[Pointing entries for labeled objects]
# # # # #

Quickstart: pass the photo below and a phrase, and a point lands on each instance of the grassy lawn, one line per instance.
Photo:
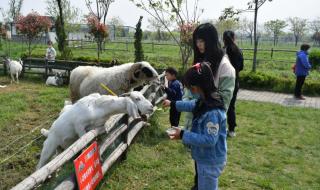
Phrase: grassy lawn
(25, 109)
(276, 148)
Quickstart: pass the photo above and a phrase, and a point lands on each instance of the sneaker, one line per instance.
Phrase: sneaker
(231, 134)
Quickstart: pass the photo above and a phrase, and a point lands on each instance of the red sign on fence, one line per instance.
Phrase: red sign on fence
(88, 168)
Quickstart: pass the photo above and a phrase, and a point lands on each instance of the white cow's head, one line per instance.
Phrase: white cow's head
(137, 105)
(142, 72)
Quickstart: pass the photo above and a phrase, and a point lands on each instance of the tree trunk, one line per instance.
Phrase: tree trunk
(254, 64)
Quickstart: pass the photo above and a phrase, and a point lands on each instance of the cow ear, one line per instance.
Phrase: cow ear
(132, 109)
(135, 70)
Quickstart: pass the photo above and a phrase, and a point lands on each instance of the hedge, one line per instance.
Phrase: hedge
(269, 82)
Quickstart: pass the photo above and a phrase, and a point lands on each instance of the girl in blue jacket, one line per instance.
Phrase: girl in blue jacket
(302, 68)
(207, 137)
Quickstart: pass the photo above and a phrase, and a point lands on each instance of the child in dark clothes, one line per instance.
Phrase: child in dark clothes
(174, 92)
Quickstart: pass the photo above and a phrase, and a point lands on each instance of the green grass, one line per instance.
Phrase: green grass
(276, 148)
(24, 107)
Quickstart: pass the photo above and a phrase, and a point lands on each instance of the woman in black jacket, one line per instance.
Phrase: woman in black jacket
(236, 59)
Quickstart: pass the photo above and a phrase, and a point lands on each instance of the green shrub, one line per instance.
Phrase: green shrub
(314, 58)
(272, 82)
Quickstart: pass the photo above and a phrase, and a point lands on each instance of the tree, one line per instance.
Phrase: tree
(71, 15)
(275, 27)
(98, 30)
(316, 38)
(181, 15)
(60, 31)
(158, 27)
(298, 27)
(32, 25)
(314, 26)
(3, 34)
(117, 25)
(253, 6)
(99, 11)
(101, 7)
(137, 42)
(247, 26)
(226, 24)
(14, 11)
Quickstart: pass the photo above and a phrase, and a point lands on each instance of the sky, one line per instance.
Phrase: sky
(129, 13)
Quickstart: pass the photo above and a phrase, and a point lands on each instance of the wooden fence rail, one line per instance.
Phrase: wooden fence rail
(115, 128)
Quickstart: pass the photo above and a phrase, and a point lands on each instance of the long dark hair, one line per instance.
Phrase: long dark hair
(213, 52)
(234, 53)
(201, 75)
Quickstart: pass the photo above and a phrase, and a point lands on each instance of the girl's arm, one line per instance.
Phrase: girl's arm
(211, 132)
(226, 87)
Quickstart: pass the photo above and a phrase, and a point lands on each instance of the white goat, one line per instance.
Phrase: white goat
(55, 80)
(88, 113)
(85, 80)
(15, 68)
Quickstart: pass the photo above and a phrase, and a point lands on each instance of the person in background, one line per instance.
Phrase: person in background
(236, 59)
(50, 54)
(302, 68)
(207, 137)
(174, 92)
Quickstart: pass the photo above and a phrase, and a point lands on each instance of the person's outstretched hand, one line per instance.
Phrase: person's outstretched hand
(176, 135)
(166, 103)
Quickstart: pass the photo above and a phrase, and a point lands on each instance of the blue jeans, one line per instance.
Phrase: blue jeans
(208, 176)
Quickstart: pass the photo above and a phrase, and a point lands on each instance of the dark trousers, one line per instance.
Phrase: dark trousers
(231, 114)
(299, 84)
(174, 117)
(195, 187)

# # # # #

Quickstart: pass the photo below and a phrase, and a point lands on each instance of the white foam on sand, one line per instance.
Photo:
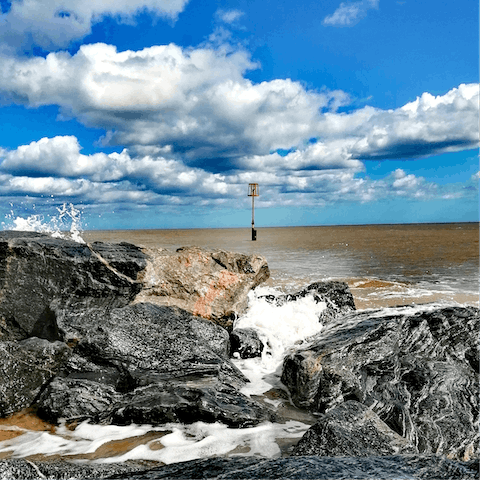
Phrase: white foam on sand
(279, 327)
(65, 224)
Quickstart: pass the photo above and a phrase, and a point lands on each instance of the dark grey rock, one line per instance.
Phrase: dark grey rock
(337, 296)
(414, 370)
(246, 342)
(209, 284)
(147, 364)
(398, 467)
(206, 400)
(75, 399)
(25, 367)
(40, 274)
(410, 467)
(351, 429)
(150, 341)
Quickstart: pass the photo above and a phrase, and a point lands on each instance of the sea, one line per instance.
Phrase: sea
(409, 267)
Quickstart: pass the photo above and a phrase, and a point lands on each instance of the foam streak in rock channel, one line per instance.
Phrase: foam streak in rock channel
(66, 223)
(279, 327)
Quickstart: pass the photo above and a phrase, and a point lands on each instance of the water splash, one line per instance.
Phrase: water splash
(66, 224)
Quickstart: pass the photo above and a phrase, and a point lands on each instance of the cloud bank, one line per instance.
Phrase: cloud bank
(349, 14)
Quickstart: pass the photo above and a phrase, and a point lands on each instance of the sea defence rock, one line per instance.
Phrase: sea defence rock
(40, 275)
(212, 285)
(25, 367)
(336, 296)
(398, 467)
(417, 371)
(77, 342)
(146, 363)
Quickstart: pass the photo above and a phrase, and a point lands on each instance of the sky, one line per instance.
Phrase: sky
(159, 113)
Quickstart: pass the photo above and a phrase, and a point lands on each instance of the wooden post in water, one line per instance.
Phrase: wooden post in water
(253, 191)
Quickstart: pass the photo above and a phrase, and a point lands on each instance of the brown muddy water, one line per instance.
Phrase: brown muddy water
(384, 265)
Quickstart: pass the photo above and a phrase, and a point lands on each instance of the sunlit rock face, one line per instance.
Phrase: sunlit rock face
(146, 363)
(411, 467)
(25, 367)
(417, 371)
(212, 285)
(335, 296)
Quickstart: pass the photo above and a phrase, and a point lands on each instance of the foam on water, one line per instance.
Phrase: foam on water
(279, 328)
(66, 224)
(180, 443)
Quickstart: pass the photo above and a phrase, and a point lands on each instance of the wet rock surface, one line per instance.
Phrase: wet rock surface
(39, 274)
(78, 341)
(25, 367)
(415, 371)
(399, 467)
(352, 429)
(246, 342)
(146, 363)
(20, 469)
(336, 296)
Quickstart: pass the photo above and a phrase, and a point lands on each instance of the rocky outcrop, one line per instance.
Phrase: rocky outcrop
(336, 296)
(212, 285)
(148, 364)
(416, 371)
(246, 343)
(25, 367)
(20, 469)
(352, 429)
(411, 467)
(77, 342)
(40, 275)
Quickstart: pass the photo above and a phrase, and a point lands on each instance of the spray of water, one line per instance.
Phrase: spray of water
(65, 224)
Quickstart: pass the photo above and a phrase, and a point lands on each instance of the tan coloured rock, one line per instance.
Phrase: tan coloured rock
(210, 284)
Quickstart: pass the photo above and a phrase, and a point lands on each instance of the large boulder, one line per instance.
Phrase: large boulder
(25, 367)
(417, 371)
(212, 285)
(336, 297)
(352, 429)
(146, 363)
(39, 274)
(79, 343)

# # # # #

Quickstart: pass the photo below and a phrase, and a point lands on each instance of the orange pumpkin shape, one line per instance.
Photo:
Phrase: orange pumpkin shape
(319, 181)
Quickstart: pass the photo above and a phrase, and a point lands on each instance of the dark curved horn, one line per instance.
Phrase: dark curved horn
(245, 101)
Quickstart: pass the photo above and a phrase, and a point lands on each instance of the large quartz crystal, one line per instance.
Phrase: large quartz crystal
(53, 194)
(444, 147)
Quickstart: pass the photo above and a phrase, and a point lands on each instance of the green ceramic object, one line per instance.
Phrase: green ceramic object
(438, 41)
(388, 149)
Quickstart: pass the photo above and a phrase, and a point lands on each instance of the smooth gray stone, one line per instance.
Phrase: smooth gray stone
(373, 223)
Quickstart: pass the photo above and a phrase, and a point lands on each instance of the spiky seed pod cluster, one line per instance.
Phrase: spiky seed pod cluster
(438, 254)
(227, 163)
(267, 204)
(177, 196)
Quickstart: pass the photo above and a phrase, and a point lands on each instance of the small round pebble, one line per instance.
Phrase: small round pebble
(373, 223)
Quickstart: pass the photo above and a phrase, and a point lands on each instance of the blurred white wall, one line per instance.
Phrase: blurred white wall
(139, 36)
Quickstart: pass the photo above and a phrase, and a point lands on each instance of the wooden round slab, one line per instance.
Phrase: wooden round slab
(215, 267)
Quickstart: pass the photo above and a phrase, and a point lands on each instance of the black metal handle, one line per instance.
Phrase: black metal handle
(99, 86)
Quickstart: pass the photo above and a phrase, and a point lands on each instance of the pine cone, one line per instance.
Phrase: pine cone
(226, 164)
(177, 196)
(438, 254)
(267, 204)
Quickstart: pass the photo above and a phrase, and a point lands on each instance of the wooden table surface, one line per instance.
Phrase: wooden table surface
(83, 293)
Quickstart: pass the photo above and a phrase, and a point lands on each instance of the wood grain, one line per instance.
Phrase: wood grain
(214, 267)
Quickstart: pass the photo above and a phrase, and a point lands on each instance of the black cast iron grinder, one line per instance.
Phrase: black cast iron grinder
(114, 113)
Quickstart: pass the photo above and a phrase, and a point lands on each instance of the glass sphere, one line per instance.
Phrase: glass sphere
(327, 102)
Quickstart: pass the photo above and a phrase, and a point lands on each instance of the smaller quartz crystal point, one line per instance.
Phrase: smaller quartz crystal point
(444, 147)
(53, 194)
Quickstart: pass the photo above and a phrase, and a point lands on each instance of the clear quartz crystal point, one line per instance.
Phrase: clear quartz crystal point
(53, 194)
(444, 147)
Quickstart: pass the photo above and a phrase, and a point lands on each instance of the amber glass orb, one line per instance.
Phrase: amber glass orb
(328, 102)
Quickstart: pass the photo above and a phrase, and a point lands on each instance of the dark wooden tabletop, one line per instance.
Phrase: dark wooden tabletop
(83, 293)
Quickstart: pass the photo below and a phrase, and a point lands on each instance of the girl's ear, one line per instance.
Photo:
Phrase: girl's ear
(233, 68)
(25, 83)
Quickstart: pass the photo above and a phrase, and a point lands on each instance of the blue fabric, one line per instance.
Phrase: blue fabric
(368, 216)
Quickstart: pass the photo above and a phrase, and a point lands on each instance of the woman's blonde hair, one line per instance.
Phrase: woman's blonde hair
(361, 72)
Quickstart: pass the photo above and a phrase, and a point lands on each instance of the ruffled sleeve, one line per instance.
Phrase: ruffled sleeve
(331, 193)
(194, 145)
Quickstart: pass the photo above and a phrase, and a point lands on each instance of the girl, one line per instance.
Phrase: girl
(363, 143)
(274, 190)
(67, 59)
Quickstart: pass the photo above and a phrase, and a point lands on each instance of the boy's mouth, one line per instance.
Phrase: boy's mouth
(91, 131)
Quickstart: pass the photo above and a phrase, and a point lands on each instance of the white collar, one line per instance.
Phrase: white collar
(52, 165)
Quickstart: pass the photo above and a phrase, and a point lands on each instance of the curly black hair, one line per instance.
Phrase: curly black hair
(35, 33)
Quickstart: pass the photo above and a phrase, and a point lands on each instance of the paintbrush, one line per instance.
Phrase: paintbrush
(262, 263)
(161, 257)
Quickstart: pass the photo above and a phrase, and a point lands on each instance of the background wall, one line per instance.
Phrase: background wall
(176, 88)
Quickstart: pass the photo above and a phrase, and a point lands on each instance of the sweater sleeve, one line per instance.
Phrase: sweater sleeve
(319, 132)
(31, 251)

# # # # #

◆ What the task requires: Tally how many lines of the records above contain the word "jeans", and reply with that number alone.

◆ Task result: 2